___ Exercise materials ___

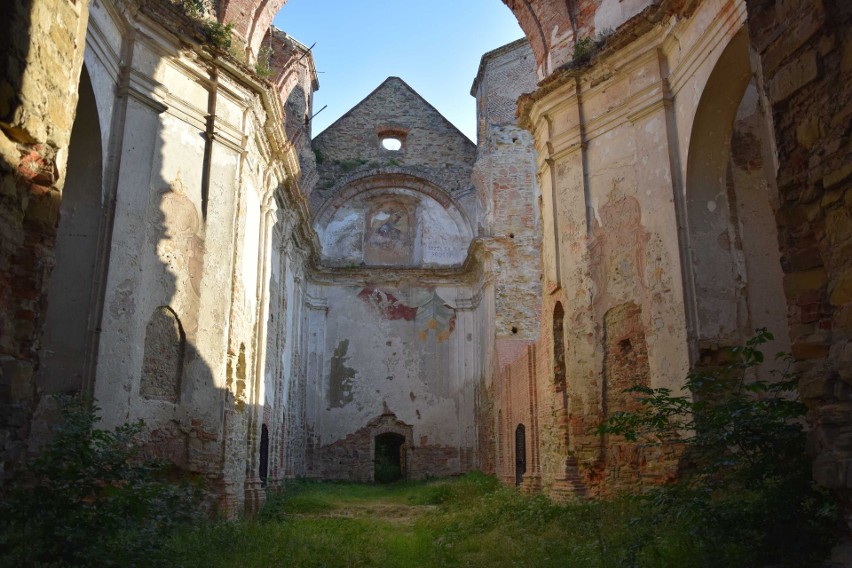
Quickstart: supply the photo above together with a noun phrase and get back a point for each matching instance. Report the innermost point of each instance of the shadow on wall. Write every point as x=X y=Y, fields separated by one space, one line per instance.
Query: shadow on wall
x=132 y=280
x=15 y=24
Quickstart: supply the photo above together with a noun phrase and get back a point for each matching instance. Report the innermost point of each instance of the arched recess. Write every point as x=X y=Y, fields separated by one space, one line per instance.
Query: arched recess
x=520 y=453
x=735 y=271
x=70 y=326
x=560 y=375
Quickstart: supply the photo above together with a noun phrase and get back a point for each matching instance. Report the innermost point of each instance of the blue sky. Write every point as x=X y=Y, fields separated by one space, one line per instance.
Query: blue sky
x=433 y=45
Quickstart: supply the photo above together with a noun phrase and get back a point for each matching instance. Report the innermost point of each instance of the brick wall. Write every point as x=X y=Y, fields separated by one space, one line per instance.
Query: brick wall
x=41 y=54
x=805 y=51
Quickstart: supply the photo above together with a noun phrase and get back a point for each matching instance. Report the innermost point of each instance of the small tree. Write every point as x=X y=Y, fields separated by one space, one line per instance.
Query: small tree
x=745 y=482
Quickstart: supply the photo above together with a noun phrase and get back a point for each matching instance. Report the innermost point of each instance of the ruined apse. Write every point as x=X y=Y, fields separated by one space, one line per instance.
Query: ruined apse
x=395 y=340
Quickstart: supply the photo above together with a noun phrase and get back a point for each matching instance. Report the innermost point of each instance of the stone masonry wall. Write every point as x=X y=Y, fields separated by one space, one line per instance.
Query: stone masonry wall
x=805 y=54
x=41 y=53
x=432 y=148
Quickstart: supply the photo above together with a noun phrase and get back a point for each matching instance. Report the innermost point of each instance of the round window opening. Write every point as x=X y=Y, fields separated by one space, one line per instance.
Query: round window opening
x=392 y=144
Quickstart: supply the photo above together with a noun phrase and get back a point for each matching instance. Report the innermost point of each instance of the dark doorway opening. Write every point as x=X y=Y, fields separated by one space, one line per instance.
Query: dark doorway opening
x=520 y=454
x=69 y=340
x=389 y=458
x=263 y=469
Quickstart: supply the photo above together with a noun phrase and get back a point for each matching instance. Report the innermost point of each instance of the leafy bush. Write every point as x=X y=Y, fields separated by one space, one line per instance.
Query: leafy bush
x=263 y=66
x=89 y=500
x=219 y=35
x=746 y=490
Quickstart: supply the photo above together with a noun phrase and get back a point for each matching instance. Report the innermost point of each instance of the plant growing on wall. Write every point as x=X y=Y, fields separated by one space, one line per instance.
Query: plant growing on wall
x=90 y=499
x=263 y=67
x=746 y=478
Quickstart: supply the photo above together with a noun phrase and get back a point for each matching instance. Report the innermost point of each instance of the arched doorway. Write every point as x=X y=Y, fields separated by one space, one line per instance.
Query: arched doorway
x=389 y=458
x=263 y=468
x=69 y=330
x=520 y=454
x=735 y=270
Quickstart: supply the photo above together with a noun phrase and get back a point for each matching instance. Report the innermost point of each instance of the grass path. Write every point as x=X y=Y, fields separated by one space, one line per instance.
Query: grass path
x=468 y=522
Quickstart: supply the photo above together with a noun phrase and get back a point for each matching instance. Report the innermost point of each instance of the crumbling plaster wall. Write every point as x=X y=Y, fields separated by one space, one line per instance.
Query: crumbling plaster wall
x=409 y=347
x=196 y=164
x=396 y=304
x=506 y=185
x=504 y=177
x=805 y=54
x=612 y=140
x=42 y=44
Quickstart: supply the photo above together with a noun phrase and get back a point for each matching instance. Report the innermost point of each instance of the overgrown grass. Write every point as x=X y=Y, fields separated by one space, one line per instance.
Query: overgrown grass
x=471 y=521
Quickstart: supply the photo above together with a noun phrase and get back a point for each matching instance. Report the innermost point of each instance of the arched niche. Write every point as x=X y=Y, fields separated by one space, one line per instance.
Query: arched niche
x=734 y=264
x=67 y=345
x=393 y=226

___
___ Exercise materials ___

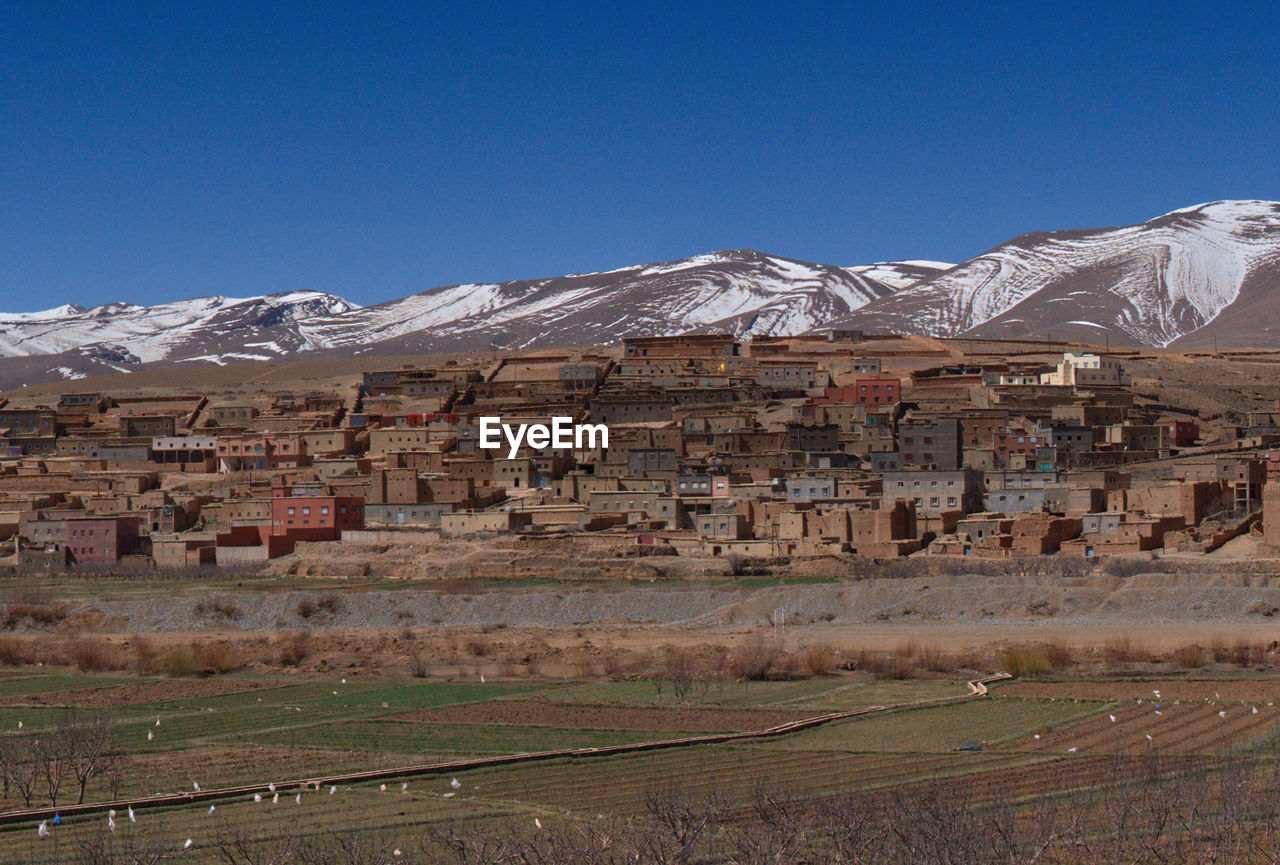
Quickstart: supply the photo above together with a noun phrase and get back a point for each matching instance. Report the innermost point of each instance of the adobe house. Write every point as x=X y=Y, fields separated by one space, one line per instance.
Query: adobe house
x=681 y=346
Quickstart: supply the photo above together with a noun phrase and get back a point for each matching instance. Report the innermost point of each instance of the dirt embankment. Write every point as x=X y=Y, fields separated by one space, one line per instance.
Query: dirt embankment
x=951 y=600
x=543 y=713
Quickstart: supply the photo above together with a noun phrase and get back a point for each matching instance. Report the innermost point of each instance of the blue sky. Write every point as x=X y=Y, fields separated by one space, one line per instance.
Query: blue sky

___

__Direction__: Scale up the listing above between the lines holding "of the round" and "x=263 y=469", inclusive. Rewrite every one of those lines with the requests included, multiply each x and y coordinate in the answers by 2.25, and round to whole numbers with halves going up. Give only those lines.

__Written reply__:
Quickstart: supply the photo above together with a noun phrase and get back a point for each matching instance. Report the innermost point of each instance of the round window opening. Write every point as x=X y=Y, fields separated by one space, one line per instance.
Query: round window opening
x=882 y=324
Quickstart: supply the photo above together with a noun phrase and get back a point for each matching instance. Report the innermost point of each instance of the dark doorway opening. Write every point as x=X y=Y, fields separated by one space, one line per instance.
Query: dark doorway opening
x=1170 y=1022
x=155 y=765
x=875 y=1031
x=592 y=1055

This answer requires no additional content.